* **DATA SUPPLIED**:
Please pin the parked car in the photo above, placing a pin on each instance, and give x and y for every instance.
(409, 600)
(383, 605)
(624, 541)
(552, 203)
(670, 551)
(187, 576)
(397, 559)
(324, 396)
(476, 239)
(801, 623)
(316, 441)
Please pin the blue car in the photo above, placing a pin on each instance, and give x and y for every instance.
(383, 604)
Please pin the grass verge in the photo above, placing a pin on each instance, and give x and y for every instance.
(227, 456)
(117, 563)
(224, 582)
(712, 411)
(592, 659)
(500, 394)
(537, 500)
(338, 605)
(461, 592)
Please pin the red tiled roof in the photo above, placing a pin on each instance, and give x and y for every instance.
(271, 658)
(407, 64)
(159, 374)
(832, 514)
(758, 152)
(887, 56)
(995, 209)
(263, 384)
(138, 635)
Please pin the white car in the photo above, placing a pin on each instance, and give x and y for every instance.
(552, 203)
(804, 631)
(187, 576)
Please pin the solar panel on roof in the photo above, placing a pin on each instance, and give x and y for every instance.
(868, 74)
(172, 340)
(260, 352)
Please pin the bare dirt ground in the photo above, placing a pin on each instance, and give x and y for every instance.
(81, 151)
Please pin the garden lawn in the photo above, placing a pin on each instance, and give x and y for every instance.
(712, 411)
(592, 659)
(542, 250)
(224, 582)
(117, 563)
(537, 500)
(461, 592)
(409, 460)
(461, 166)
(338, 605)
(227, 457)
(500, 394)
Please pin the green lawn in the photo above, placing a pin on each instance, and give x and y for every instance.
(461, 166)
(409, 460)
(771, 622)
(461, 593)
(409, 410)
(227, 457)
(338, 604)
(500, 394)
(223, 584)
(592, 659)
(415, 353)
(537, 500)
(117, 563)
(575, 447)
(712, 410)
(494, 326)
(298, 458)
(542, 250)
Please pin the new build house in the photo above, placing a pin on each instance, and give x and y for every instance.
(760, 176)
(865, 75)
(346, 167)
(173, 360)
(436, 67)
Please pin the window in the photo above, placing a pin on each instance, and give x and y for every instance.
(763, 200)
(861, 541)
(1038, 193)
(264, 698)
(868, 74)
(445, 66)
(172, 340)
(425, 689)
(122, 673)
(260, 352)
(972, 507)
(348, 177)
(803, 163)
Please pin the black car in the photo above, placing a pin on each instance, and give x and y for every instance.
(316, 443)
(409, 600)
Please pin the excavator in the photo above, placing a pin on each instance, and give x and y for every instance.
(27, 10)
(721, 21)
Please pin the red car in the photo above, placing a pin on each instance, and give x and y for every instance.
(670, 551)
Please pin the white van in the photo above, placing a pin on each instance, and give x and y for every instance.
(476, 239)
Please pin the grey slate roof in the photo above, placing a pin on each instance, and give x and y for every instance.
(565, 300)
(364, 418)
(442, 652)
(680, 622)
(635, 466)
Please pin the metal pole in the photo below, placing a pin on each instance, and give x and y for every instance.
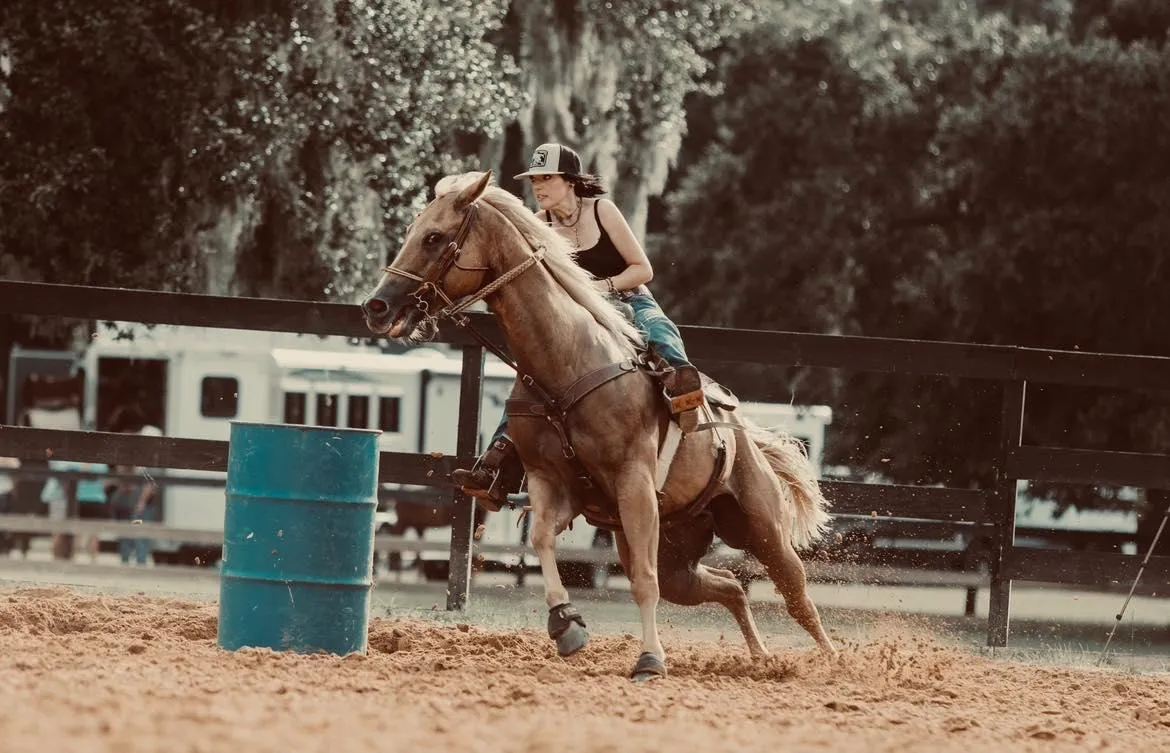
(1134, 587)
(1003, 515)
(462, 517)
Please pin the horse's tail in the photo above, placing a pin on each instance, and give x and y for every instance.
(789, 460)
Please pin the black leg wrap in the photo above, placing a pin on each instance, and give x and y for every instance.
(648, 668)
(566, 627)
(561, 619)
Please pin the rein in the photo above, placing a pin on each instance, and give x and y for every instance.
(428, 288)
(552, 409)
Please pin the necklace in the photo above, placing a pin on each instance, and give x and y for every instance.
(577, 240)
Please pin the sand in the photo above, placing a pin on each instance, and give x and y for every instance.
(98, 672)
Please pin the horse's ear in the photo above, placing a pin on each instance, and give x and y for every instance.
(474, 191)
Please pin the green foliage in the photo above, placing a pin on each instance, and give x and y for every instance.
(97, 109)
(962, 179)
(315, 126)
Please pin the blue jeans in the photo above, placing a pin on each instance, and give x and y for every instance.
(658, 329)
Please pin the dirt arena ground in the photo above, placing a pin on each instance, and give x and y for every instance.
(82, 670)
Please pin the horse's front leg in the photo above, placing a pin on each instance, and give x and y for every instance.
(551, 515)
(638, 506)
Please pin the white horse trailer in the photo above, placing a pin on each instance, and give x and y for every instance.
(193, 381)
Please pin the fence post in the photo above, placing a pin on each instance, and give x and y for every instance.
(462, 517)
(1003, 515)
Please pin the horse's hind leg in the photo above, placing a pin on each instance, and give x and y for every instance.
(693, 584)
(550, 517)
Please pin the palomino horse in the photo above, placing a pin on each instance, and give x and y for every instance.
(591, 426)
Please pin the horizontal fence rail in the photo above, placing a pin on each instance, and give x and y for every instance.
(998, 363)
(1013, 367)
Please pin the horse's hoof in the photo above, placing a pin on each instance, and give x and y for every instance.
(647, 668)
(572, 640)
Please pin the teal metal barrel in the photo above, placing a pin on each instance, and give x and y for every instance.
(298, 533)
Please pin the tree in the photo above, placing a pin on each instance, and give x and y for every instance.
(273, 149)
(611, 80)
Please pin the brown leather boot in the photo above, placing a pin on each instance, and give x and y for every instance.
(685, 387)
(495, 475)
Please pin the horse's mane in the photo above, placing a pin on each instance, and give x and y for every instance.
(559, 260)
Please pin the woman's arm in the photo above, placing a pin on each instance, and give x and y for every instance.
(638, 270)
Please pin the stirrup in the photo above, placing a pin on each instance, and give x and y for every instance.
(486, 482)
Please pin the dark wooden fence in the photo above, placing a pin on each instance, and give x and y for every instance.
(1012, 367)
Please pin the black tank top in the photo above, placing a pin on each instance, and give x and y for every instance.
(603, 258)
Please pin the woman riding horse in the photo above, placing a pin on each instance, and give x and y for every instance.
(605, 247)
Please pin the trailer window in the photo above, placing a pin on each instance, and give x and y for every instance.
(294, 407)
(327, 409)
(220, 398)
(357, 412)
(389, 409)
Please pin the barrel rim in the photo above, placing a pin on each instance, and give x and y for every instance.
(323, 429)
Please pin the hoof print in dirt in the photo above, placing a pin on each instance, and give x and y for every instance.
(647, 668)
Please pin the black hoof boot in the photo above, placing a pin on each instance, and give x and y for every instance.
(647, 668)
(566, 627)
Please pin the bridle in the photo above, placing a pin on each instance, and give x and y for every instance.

...

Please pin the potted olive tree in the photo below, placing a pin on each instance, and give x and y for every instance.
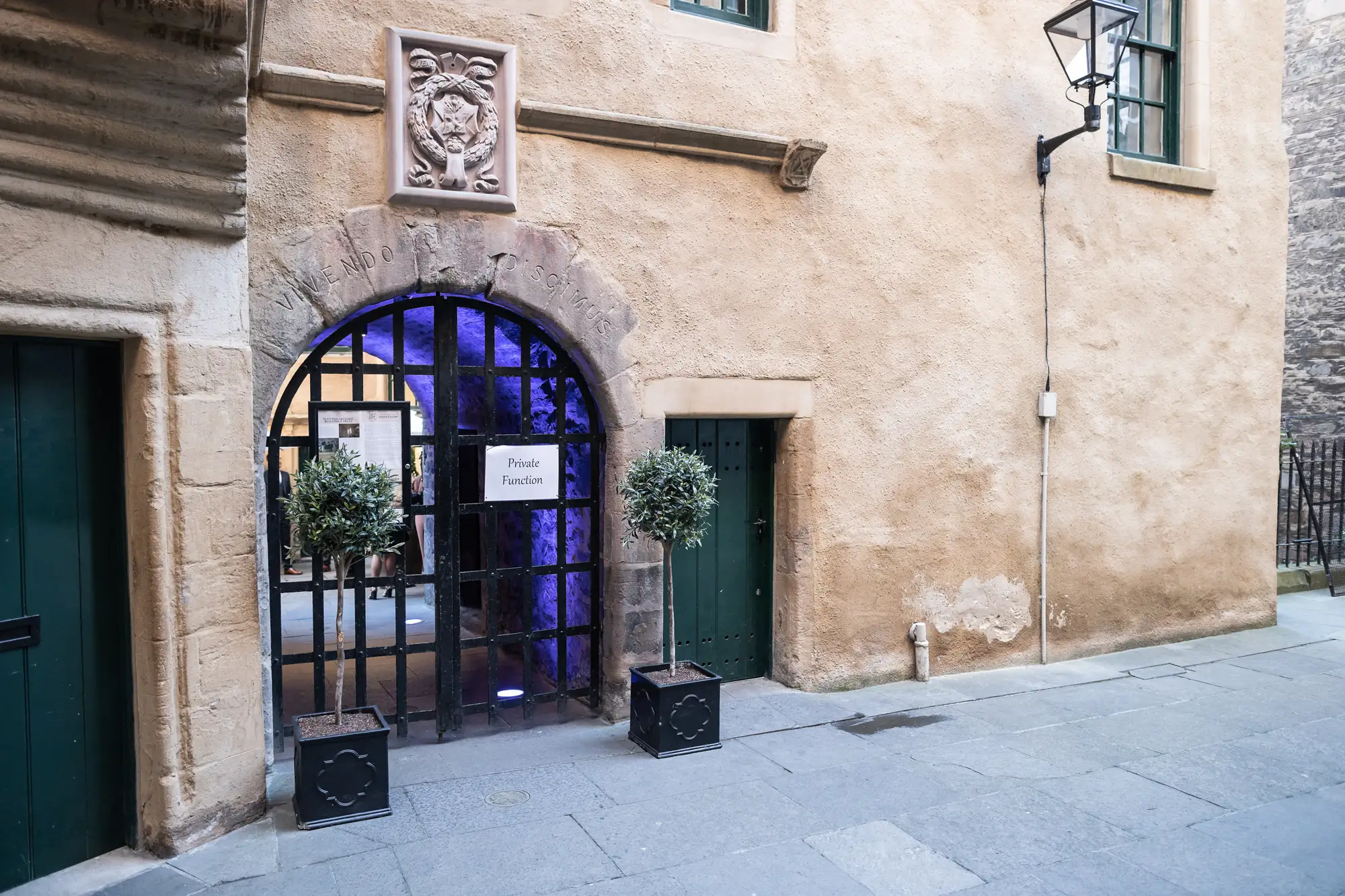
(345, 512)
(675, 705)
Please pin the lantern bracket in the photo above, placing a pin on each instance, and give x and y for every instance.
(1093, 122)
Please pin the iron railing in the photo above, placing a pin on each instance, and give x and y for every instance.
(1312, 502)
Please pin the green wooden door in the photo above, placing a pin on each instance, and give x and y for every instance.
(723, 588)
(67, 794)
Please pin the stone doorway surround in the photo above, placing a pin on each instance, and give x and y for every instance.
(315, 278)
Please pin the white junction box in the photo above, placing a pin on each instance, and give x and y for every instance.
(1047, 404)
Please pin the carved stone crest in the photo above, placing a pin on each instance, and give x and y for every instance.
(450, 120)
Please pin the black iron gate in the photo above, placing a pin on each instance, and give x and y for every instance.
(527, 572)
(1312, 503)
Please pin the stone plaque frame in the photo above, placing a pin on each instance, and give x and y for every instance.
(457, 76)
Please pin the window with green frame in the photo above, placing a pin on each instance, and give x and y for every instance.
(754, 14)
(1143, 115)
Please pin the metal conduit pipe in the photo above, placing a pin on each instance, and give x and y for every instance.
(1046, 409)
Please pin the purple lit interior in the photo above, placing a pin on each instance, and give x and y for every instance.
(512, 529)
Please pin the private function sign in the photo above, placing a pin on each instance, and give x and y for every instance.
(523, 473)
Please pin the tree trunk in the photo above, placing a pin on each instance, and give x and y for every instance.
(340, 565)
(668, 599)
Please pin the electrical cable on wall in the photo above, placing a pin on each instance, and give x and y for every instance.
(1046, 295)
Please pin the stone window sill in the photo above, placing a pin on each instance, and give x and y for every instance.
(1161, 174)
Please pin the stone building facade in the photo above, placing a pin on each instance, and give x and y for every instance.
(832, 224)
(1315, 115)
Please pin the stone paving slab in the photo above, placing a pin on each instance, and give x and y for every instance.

--

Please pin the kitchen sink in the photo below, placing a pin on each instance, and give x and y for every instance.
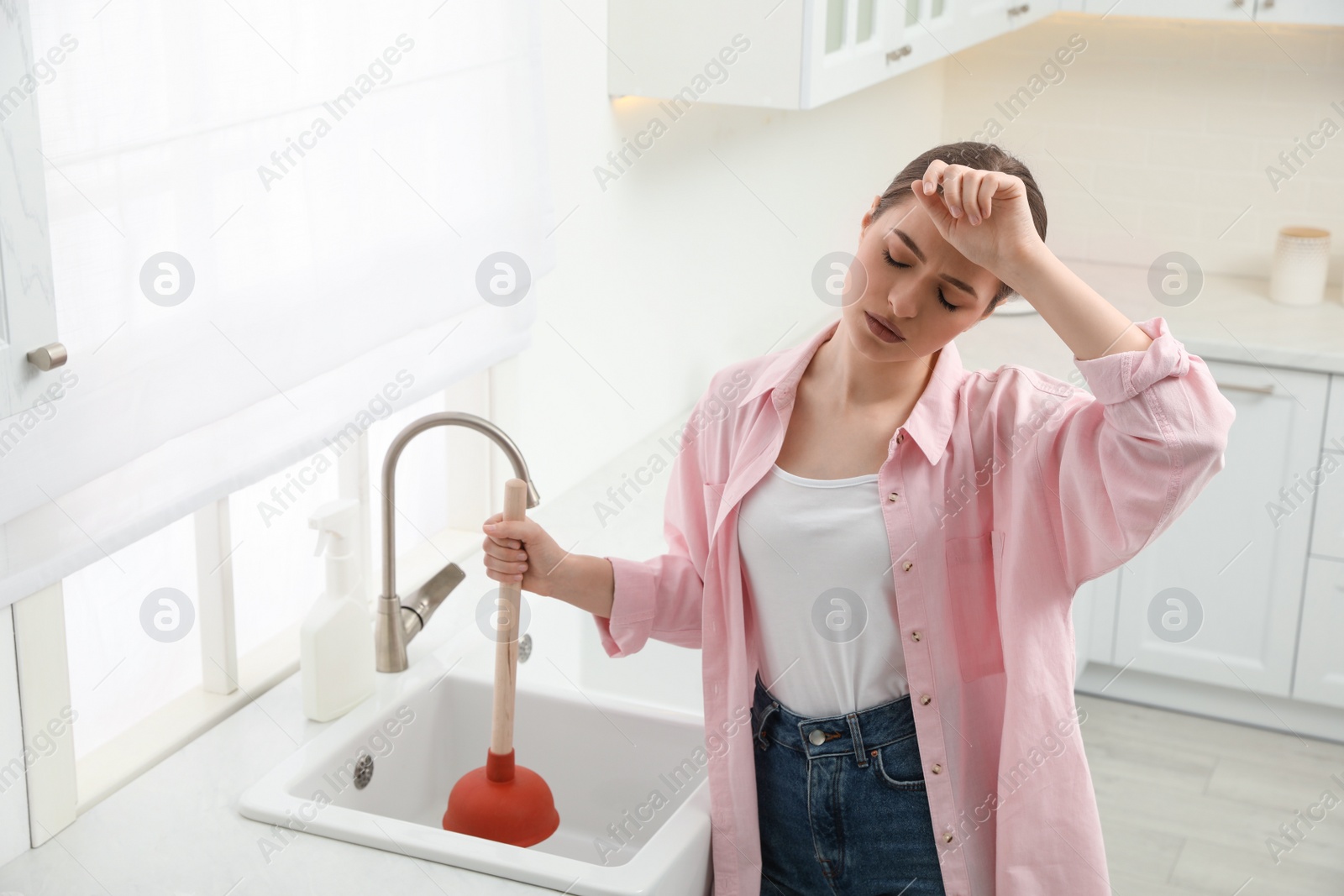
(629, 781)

* **TASK BRIEF**:
Rewrite every line from the one containing "Please pin the black hoof" through the one containing "Please pin the bridle", both ends included, and shift each x and y coordinate in the answers up by 9.

* **SOLUTION TO THE EXERCISE**:
Please pin the black hoof boot in the photo above, placing a pin on each instance, and give x and y for every instance.
(656, 677)
(575, 636)
Please pin the bridle in the photo above, placing a pin on each instance, and give x and y for every instance.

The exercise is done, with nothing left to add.